» Data rows
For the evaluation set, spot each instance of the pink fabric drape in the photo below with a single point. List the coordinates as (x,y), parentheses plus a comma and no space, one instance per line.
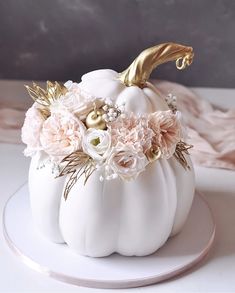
(211,130)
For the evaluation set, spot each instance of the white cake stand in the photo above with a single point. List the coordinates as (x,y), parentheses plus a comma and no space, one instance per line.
(180,253)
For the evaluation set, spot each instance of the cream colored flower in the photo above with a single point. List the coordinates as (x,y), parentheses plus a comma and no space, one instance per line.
(126,162)
(31,130)
(131,129)
(76,101)
(61,135)
(97,143)
(167,131)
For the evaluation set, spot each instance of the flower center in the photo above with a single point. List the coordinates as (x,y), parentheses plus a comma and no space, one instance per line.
(95,141)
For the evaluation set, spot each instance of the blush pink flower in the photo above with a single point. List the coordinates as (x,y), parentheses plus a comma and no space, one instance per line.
(31,130)
(167,131)
(76,101)
(126,162)
(61,135)
(131,129)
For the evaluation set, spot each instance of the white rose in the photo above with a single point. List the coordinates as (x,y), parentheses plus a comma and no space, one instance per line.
(126,162)
(97,143)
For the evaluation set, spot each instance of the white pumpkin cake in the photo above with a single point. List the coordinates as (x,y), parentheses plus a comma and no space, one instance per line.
(110,169)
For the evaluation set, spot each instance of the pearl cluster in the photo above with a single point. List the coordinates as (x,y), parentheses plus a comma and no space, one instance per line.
(111,112)
(171,101)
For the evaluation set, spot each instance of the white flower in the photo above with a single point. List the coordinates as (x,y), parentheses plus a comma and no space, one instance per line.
(125,161)
(97,143)
(31,130)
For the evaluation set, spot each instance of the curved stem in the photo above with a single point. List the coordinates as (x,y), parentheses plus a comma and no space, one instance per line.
(140,69)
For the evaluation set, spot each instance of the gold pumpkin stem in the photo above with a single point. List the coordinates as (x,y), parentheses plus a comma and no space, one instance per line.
(140,69)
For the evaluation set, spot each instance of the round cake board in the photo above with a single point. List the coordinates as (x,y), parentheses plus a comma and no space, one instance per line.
(180,252)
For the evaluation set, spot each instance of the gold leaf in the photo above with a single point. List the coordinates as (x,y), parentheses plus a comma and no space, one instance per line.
(46,97)
(181,149)
(77,164)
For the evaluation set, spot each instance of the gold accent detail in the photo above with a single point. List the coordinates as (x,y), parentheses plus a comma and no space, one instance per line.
(77,164)
(140,69)
(95,119)
(46,97)
(153,155)
(181,149)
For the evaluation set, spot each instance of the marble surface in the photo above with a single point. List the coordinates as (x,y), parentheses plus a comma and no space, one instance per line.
(64,39)
(215,273)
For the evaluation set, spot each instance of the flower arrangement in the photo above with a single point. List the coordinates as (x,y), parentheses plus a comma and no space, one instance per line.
(78,133)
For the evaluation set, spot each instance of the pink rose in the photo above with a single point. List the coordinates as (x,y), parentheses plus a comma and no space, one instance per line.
(125,162)
(131,129)
(76,101)
(61,135)
(31,130)
(167,131)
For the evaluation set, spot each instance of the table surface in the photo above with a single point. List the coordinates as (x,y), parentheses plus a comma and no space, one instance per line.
(215,273)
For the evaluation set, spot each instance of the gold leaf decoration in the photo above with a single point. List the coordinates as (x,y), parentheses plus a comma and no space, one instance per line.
(181,149)
(46,97)
(77,164)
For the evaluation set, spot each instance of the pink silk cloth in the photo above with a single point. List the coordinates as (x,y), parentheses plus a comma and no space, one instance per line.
(211,130)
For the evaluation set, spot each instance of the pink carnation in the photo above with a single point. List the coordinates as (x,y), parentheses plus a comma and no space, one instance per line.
(76,101)
(167,131)
(61,135)
(132,130)
(31,130)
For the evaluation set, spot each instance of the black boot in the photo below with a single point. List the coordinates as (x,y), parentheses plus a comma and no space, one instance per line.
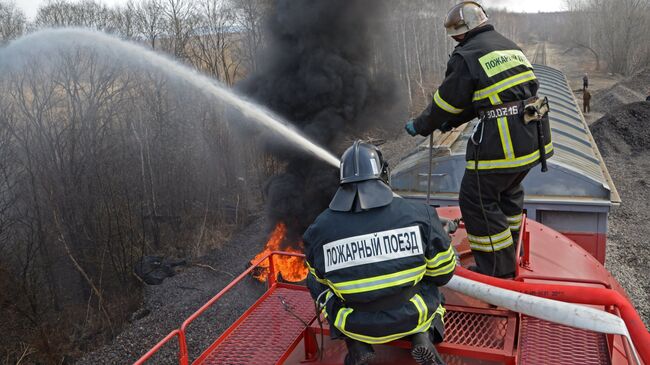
(423,352)
(359,353)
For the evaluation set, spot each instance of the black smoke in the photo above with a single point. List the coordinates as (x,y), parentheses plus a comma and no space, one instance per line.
(315,73)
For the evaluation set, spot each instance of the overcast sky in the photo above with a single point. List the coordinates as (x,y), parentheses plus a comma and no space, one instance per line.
(531,6)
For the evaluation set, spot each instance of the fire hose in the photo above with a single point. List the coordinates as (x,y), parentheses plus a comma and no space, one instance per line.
(533,299)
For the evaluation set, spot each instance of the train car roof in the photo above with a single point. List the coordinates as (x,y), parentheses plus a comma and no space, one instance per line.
(577,171)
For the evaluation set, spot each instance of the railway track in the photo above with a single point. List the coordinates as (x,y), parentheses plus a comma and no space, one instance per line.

» Work required
Repeat nothing but the lines from the one containing "For the evaluation set, spot each instance of the pink carnation" through the end of the entries, exactly, and skip the pictures.

» Solution to the problem
For the evaluation set, spot each instance of the pink carnation in the photo above with a single point. List the coordinates as (x,y), parentheses plus a comma and no space, one instance per line.
(76,101)
(167,131)
(61,135)
(132,130)
(31,130)
For the evaluation set, spot each instance of the black boot in the photo below with a single point. List the coordinates as (x,y), parentheses plus a comma and no space, one instance per line.
(423,352)
(359,353)
For the evaluation set, spot each instance of the black smoke in the photo above with a single point. List the coordinates as (x,y), parentheses plus a comma and no space, one instance per line.
(315,73)
For the evaluation set, spot each instance of the overcast sky in the photo above with a single point. List the coordinates as (x,y), parentheses plus a comma and no space, one instance per line.
(531,6)
For the evaluation set, spot each instance of the fire hose in the photo above with a single point. List the coordinates as (x,y), parentheses plus a comma and no space, one instance per line.
(533,299)
For the evaluation set, spot each instance of the train car roof in the photo above with a single point. List the coordinates as (x,y), parentheses plus a comma and no space, one instance per line.
(577,171)
For the evaluation set, spot each instance of the railway track in the photo above with a single point. List the coordinates as (x,y), parentheses plus a comma and no space, one instance per line.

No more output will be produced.